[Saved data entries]
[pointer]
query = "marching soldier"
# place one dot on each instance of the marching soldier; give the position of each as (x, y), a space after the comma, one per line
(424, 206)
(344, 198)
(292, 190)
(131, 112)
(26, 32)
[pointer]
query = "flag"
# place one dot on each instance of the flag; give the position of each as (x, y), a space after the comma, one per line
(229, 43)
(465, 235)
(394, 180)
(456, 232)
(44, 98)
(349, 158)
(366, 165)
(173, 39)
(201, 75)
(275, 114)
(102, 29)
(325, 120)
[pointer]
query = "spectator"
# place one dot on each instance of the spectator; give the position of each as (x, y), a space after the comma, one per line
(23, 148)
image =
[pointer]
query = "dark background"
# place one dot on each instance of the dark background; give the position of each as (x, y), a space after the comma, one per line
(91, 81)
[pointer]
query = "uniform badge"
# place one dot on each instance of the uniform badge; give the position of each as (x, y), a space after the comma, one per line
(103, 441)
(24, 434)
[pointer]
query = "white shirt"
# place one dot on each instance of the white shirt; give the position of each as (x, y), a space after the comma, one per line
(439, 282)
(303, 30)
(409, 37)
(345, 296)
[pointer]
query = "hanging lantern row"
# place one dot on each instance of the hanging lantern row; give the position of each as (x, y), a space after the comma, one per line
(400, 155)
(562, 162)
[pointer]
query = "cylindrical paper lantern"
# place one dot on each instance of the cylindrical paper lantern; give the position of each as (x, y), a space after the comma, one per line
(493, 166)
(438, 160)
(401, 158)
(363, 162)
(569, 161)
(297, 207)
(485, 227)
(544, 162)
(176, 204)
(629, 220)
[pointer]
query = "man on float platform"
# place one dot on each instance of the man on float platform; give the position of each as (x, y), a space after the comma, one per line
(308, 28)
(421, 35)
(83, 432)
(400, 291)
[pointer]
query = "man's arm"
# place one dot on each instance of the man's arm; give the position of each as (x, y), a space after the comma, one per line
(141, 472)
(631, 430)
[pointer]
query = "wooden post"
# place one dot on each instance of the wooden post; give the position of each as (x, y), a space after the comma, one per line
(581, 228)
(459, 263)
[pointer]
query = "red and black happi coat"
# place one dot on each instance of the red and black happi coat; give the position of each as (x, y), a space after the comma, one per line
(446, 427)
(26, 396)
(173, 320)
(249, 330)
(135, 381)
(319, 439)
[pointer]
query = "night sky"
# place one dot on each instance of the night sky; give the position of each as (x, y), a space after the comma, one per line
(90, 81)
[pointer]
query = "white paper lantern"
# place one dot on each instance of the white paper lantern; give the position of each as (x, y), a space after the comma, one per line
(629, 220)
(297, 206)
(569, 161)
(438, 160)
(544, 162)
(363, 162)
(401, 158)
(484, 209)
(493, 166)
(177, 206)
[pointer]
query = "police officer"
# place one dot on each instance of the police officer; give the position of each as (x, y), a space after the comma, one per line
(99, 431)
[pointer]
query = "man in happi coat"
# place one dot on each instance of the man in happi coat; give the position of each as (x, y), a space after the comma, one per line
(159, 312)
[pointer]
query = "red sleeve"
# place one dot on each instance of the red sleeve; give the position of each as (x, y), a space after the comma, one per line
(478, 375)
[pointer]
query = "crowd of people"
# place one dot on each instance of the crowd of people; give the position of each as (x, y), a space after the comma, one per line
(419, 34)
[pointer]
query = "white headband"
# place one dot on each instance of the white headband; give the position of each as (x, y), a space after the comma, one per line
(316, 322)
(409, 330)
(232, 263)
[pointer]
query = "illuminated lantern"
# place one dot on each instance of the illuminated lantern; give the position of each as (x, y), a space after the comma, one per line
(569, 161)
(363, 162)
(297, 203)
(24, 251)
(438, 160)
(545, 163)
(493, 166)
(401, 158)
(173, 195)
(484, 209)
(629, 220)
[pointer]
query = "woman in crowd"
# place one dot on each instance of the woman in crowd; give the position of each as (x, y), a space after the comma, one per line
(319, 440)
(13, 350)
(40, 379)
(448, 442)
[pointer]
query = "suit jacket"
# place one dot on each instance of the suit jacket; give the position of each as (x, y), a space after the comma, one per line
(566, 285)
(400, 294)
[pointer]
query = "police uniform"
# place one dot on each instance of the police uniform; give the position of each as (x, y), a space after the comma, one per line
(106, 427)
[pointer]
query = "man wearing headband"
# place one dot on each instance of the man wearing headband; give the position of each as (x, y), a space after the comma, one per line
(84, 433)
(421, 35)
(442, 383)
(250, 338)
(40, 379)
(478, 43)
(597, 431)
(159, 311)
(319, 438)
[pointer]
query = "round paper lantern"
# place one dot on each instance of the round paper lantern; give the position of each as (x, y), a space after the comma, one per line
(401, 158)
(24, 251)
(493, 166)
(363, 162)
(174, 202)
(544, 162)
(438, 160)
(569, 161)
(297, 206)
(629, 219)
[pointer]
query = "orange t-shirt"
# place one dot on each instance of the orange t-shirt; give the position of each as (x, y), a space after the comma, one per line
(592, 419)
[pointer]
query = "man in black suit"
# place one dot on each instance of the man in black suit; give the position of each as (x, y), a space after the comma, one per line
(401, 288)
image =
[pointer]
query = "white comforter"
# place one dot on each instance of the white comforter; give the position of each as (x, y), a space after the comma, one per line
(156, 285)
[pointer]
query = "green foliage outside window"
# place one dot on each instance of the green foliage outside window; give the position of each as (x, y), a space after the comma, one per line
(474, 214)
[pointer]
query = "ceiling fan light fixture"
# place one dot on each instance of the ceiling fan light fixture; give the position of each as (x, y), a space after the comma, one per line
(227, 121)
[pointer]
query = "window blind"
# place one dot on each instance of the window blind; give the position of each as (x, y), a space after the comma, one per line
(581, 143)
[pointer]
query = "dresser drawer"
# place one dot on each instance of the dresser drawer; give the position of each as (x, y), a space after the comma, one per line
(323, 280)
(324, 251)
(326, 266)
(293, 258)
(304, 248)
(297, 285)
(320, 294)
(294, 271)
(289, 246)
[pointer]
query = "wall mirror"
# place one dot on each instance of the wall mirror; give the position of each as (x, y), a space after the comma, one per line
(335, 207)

REQUIREMENT: Each line in the records above must be returned exactly as it stands.

ANSWER BOX:
[pointer]
query = "marching soldier"
# place one dot on each instance of the marching soldier; give the position of each as (x, y), a space after the comma, one per line
(424, 206)
(344, 198)
(292, 190)
(131, 112)
(26, 32)
[pointer]
query = "flag"
# place one dot on each instance of the flag; give the position of each as (x, y), a space after the comma, one per line
(229, 43)
(465, 235)
(394, 180)
(456, 232)
(44, 98)
(349, 158)
(366, 165)
(173, 39)
(201, 75)
(275, 114)
(102, 29)
(325, 120)
[pointer]
query = "spectator"
# place one dot on each instance of the spectator; give the position of each as (x, y), a space after the comma, one per line
(23, 148)
image =
[pointer]
query = "dark background"
# place one dot on each instance of the dark background; give the position of each as (x, y), a space after the comma, one per line
(91, 81)
[pointer]
query = "uniform badge"
# place one dot on each instance of the uniform badge; give the position of each as (x, y), a space after the comma, one per line
(103, 441)
(24, 434)
[pointer]
query = "white shirt"
# place one dot on each instance of the white shirt; give the position of each as (x, y), a space after the comma, one per line
(439, 282)
(303, 30)
(409, 37)
(345, 296)
[pointer]
query = "hanging lantern row"
# place one dot on each instance of the hanging lantern row; give the position of each as (x, y), a space after the comma, one per line
(400, 155)
(562, 162)
[pointer]
query = "cylindrical paper lantern"
# place one dot on each instance of the cylindrical paper lantern; give the position of each as (x, y), a space after the comma, one per line
(493, 166)
(438, 160)
(401, 158)
(363, 162)
(569, 161)
(297, 207)
(485, 227)
(544, 162)
(176, 204)
(629, 220)
[pointer]
query = "man on float platform"
# place one dot on each instance of the man on float platform; give the position of each as (x, y), a space after the comma, one per line
(308, 28)
(421, 35)
(83, 432)
(400, 291)
[pointer]
query = "man's arm"
# place one dot on each instance of the man's arm; give the position of each as (x, y), a space after the comma, one per line
(141, 472)
(631, 430)
[pointer]
query = "wooden post"
# place one dot on each instance of the wooden post; give the position of each as (x, y), a space after the comma, one per line
(581, 228)
(459, 263)
[pointer]
query = "red and black happi coat"
# place one dot on each instance of the red and black happi coat; give the position of each as (x, y), a space after the comma, one per line
(446, 427)
(26, 396)
(173, 320)
(249, 330)
(135, 381)
(319, 439)
[pointer]
query = "night sky"
# place one dot on each instance of the night sky; give the position of each as (x, y), a space after the comma, one per line
(90, 81)
[pointer]
query = "white paper lantern"
# place one dot on each instance of the white paper lantern; give the position of each as (x, y), a space after the comma, one per line
(629, 220)
(297, 206)
(569, 161)
(438, 160)
(544, 162)
(363, 162)
(401, 158)
(484, 209)
(493, 166)
(177, 206)
[pointer]
query = "police officer"
# place one dot on each instance of the police officer; give the position of each as (x, y), a space after the comma, one per line
(99, 431)
[pointer]
query = "man in happi coat"
# place one dot on each instance of the man in happi coat; give the position of each as (x, y), a space after the comma, one per line
(159, 312)
[pointer]
query = "red sleeve"
# place one dot on each instance of the red sleeve; give the position of each as (x, y), a space after the comma, one per line
(478, 375)
[pointer]
query = "crowd of people"
# place one dot on each instance of the crowd of people; give the position of each as (x, y), a space after the comma, one per line
(419, 34)
[pointer]
query = "white headband"
# place one dot on each instance of the white headband; give the position of each as (x, y), a space after the comma, one per line
(316, 322)
(409, 330)
(232, 263)
[pointer]
query = "illuminated lantern"
# place one dot on each instance of the illuminated lantern; give the position of each as (x, y), a space after the comma, one per line
(569, 161)
(363, 162)
(297, 203)
(24, 251)
(438, 160)
(545, 163)
(493, 166)
(401, 158)
(173, 195)
(484, 209)
(629, 220)
[pointer]
query = "woman in crowd"
# place one dot on each instance of the woman in crowd; give the position of each as (x, y), a space after the comma, one per line
(319, 440)
(13, 350)
(40, 379)
(448, 442)
[pointer]
query = "suit jacket"
# place one dot on each instance of the suit jacket; give the position of each as (x, y), a space after the comma, one per line
(566, 285)
(400, 294)
[pointer]
query = "police uniform"
# place one dot on each instance of the police uniform; give the position of each as (x, y), a space after the comma, one per line
(106, 427)
[pointer]
query = "man wearing headband"
# place one dot on each instance of the man wearing headband; give the position of each as (x, y), a space after the comma, one per line
(84, 433)
(421, 35)
(442, 383)
(250, 338)
(40, 379)
(478, 43)
(597, 431)
(159, 311)
(319, 438)
[pointer]
query = "round paper lantern"
# place one dot on each instance of the round paper lantern; give the position of each as (x, y), a space after the comma, one per line
(401, 158)
(24, 251)
(493, 166)
(363, 162)
(174, 202)
(544, 162)
(438, 160)
(569, 161)
(297, 206)
(629, 219)
[pointer]
query = "orange t-shirt"
# place one dot on each instance of the orange t-shirt; give the position of each as (x, y), a space after the comma, one per line
(592, 419)
[pointer]
query = "man in black suit"
# place one dot on each instance of the man in black suit; give the position of each as (x, y), a space after the comma, one per line
(401, 288)
image =
[pointer]
query = "white comforter"
# place one dot on each instance of the white comforter; give the position of each as (x, y), a space after the comma, one per line
(156, 285)
[pointer]
query = "green foliage outside window"
# place one dot on each instance of the green foliage outside window; give the position of each as (x, y), a space after the comma, one per line
(474, 214)
[pointer]
query = "ceiling fan light fixture"
# place one dot on each instance of the ceiling fan light fixture; give the position of each as (x, y), a space after the comma, one per line
(227, 121)
[pointer]
query = "window blind"
# place one dot on each instance of the window blind; give the position of each as (x, y), a space after the comma, one per line
(581, 143)
[pointer]
query = "dresser drawer"
# place one dot on each instance of the dresser drawer; give the position of each as (x, y), a space after the comma, one per line
(323, 280)
(324, 251)
(326, 266)
(293, 258)
(304, 248)
(297, 285)
(320, 294)
(294, 271)
(289, 246)
[pointer]
query = "wall mirror"
# place one dot on each instance of the wall mirror; give the position of each as (x, y), a space after the comma, one per line
(335, 207)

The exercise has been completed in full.